* start Given passage *

Although the above description has been directed to a specific embodiment of the invention it is possible to generalize the approach that has been taken in the present invention in order to affect the retention of the storage protection keys with relatively few key array locations. This might be best described by referring to the format of the system address and the SSK instructions contained in FIG. 5. As shown in FIG. 5 the row of the key array into which the key is placed might be defined by bits k1 thru 20 of the address. Bits 8 thru (k1 -1) of the address could be entered along with the key.

Each access of the local buffer would be accompanied by a fetch of an entry from the key array. Bits k1 thru 20 would define the entry to be fetched. Bits 8 thru k1 -1 of the address would then be compared to the address field contained in the key array 44. A match would indicate that the key obtained is the key associated with the storage protect area identified by the address. A mismatch would indicate that the key is not the one desired. A mismatch must be followed by a fetch of the block of data and its key from main memory 9.

* end Given passage *

Jobs:
1 > Reproduce the part of the storage protection key passage that opens with the words containing "Although the above" and closes with "with the key.".
2 > According to the storage protection key passage, what must follow a mismatch?
3 > Resume the storage protection key passage after its final sentence and carry it forward.
The items have no connection to the storage protection key passage.

* start Information shown *

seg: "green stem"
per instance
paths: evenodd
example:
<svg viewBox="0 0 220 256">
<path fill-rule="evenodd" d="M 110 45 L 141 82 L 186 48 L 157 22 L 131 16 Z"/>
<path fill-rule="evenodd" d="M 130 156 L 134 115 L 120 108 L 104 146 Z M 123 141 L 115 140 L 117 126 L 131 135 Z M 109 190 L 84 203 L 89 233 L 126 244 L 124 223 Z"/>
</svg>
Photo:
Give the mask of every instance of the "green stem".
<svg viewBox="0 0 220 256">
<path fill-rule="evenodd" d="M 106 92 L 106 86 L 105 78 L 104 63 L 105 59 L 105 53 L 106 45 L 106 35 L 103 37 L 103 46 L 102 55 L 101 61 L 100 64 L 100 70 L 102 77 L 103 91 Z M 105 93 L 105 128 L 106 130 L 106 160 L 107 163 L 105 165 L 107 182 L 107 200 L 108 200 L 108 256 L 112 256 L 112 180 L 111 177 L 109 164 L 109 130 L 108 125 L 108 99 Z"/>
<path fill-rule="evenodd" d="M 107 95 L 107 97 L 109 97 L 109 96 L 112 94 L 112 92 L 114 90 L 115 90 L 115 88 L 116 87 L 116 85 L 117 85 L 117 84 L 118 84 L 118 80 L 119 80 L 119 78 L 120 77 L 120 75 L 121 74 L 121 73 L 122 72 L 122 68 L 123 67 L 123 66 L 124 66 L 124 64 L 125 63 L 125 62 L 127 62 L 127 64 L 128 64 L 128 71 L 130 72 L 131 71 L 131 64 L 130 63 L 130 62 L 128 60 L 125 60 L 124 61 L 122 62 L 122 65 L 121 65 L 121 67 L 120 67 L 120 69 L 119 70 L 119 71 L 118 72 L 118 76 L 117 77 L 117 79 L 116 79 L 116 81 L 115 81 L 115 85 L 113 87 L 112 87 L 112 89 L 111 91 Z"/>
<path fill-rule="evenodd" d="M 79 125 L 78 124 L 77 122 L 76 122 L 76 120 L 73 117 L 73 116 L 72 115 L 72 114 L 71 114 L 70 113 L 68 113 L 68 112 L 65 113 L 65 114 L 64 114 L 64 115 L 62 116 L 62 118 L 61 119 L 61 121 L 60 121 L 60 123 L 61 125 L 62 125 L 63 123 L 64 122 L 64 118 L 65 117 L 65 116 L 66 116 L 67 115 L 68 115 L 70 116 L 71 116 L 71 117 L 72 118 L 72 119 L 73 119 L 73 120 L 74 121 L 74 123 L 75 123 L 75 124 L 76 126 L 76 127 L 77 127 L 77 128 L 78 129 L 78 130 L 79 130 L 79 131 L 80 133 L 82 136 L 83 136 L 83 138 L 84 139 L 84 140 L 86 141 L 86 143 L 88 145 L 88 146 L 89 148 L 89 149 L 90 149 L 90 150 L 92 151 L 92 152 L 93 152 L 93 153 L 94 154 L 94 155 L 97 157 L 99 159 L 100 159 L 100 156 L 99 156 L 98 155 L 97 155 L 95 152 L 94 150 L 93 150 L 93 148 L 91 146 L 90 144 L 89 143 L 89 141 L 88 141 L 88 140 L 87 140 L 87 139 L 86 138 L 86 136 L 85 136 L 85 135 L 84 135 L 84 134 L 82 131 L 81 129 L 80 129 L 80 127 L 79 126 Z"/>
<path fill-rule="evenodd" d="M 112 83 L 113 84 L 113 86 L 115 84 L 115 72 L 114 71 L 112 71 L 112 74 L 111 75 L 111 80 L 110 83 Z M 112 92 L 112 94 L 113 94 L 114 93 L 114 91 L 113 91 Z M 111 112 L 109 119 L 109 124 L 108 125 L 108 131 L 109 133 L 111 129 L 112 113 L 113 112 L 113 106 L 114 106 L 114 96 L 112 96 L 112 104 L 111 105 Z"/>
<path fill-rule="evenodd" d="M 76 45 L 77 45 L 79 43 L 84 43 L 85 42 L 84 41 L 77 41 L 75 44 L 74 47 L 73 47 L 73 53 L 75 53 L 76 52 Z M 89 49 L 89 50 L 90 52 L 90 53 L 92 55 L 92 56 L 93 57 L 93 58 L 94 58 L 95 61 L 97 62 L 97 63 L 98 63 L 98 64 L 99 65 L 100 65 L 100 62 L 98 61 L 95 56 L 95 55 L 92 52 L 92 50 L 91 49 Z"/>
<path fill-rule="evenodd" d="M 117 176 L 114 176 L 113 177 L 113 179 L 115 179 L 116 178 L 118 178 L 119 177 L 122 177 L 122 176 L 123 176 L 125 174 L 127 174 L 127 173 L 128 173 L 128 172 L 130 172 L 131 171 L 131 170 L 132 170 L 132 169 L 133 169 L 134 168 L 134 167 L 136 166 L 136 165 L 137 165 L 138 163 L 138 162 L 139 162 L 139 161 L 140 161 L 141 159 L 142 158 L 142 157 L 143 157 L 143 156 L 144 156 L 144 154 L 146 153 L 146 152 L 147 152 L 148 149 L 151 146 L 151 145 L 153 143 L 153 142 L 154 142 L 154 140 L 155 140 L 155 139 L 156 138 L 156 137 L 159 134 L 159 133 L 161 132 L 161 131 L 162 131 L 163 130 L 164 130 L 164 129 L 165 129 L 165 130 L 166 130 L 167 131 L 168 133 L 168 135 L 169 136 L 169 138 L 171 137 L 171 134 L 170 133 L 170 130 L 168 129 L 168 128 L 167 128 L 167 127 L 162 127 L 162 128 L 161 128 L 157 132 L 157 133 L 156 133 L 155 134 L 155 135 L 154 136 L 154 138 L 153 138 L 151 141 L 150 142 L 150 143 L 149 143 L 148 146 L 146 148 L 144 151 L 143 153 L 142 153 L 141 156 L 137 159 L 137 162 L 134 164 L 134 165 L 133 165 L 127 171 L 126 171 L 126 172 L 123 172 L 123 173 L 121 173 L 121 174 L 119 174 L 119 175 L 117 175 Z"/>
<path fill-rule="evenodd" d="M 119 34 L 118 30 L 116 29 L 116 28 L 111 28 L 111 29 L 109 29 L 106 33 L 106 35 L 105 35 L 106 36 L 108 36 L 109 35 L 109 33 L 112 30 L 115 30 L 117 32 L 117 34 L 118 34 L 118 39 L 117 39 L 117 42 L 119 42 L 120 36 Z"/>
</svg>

* end Information shown *

Answers:
1 >
Although the above description has been directed to a specific embodiment of the invention it is possible to generalize the approach that has been taken in the present invention in order to affect the retention of the storage protection keys with relatively few key array locations. This might be best described by referring to the format of the system address and the SSK instructions contained in FIG. 5. As shown in FIG. 5 the row of the key array into which the key is placed might be defined by bits k1 thru 20 of the address. Bits 8 thru (k1 -1) of the address could be entered along with the key.

2 > A fetch of the block of data and its key from main memory 9.

3 >
Changing the key associated with the storage protect area specified by the SSK instruction would be accomplished in the manner as that described above. In this manner the affect of the retention of keys would be accomplished with relatively few key array locations per local buffer.

While the invention has been particularly shown and described with reference to the preferred embodiment thereof, it will be understood by those skilled in the art that various changes in form and details may be made therein without departing from the spirit and scope of the invention.